[Items from a dataset]
-=-=-

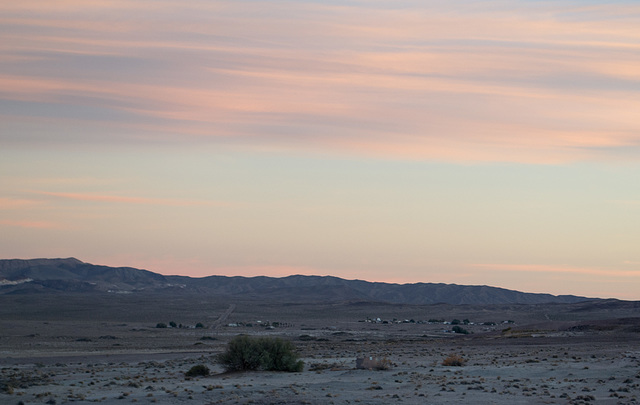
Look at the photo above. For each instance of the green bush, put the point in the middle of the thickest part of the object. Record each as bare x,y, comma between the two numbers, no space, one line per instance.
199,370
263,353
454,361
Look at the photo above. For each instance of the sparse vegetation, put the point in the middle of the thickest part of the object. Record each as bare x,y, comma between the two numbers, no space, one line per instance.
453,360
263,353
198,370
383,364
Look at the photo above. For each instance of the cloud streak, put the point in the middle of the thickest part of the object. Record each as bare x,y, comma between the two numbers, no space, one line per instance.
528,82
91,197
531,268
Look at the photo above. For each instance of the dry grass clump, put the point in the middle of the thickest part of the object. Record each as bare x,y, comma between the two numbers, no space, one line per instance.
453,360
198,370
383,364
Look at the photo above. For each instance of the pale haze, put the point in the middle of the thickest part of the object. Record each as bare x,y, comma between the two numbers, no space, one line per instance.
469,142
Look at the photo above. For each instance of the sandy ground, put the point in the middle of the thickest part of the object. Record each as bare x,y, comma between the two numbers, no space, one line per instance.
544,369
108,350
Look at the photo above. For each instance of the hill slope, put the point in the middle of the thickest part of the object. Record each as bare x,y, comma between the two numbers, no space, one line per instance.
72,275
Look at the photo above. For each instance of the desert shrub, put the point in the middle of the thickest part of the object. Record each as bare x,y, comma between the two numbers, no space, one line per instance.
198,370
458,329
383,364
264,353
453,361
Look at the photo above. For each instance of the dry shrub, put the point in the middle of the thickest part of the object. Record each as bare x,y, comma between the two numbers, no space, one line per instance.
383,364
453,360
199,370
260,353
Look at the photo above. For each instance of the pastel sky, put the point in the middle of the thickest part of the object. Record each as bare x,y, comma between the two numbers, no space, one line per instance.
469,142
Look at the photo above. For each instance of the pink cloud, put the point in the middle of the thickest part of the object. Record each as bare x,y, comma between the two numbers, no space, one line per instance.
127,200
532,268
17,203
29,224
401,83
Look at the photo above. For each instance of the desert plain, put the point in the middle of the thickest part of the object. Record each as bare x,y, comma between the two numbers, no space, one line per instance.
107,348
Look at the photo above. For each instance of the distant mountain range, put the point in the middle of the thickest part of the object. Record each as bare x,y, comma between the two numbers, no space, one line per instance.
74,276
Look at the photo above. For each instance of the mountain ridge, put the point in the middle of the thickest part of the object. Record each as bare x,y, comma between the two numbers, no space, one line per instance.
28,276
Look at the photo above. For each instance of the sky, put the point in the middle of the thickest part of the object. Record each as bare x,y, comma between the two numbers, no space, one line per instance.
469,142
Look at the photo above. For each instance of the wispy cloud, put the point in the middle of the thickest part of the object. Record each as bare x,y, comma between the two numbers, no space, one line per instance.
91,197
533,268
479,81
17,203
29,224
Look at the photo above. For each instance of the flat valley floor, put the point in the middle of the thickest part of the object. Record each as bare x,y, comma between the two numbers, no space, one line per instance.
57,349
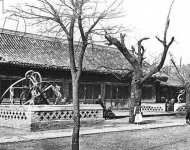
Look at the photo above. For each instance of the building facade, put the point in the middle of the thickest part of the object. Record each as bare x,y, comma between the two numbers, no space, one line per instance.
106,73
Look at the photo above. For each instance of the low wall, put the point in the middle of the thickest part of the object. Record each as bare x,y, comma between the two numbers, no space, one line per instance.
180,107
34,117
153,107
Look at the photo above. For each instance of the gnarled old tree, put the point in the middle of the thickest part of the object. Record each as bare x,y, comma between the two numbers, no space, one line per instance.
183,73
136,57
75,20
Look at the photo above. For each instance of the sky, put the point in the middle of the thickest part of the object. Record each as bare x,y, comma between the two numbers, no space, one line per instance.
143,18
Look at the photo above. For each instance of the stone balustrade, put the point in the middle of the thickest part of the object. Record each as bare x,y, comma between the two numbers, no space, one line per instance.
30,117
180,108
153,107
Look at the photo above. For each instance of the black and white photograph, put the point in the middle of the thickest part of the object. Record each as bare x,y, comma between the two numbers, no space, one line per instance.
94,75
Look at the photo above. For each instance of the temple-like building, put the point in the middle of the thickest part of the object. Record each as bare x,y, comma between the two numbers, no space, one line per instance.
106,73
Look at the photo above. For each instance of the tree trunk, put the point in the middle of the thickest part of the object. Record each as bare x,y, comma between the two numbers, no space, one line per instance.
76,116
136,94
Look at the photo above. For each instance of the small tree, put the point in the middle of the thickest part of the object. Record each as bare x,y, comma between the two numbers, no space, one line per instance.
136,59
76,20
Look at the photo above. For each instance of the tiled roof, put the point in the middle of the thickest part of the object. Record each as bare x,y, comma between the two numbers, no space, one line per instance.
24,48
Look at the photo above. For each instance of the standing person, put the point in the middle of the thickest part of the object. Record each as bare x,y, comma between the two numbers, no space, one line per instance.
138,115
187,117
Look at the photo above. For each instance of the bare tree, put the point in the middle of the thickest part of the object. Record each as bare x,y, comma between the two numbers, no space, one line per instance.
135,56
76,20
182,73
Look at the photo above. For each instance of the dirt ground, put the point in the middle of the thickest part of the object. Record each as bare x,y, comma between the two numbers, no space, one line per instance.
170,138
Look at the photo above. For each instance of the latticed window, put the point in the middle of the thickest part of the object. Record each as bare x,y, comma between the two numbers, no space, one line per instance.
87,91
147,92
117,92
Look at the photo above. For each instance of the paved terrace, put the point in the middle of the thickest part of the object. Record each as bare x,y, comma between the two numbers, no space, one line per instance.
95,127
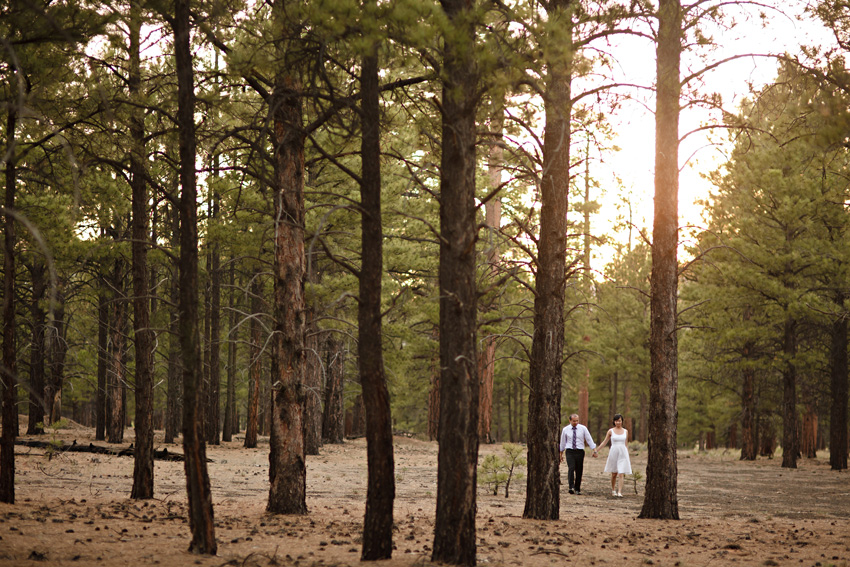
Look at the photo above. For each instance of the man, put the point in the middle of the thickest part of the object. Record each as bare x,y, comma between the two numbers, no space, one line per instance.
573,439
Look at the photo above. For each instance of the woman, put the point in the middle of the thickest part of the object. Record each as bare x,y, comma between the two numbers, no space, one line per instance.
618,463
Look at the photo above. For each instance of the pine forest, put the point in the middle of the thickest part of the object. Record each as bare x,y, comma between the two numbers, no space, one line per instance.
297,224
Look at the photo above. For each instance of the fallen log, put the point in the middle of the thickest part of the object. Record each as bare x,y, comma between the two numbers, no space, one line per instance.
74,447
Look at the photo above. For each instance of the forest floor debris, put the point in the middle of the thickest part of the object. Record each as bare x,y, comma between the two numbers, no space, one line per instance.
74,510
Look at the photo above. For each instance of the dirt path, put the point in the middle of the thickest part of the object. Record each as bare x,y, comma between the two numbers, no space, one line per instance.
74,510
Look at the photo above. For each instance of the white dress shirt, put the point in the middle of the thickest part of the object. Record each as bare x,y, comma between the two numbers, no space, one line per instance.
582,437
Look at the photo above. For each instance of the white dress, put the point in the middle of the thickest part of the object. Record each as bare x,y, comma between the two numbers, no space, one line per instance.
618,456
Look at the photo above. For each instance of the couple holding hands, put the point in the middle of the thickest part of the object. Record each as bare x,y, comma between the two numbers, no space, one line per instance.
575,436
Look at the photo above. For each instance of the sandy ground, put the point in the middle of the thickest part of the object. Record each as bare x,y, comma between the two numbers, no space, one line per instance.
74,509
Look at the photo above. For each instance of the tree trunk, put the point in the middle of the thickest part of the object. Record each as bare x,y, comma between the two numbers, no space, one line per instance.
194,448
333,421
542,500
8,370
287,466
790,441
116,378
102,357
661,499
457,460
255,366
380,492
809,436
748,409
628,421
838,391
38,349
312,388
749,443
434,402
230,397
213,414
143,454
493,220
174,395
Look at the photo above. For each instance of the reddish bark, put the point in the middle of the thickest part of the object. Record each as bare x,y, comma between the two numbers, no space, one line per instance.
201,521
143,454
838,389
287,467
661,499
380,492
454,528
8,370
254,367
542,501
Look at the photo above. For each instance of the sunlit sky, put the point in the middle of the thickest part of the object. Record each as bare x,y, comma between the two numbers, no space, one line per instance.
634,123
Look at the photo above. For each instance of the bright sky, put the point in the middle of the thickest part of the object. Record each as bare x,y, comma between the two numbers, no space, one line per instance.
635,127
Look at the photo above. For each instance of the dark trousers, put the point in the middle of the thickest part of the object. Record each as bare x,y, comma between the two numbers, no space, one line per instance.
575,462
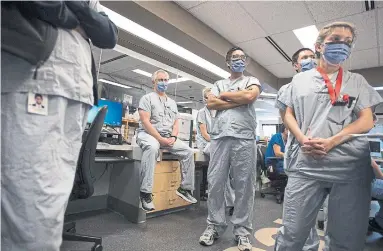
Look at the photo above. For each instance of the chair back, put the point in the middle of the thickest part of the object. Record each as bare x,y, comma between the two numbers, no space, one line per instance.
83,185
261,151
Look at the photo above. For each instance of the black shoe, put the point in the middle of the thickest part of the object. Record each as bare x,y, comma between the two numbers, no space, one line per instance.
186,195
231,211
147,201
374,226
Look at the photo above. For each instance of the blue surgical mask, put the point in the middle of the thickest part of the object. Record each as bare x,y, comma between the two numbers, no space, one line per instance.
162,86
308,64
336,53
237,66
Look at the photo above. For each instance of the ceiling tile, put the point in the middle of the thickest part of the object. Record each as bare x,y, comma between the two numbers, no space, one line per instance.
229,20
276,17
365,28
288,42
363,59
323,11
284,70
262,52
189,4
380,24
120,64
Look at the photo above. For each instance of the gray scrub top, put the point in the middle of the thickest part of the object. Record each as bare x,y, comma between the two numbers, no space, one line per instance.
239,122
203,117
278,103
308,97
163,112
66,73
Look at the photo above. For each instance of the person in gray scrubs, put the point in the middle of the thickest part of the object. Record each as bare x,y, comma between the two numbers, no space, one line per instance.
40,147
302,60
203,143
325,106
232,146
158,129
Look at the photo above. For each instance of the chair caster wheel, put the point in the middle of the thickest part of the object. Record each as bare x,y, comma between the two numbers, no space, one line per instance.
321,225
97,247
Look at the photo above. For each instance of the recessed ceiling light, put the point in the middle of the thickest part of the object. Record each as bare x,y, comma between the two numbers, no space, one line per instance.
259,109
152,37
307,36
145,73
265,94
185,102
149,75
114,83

-=-=-

▶ _Instruction_
Set down exactly what runs from the line with "the chair caster" to the last line of the data above, including both of those lines and no others.

▶ _Solution for this task_
Look at the photo above. For each instance of the chair caster wheel, put the point in the middle of the thickest part of the object. Record each as bare x,y, comma between the two numbers, no space, one line per instance.
321,225
97,247
Look at the photo above. For each instance of the recessed ceiling light, put the point in the middle of the thickest part of the object. Record each as bare x,y, comma between the two numbers, no space, one line per instance.
259,109
152,37
307,36
145,73
265,94
185,102
149,75
114,83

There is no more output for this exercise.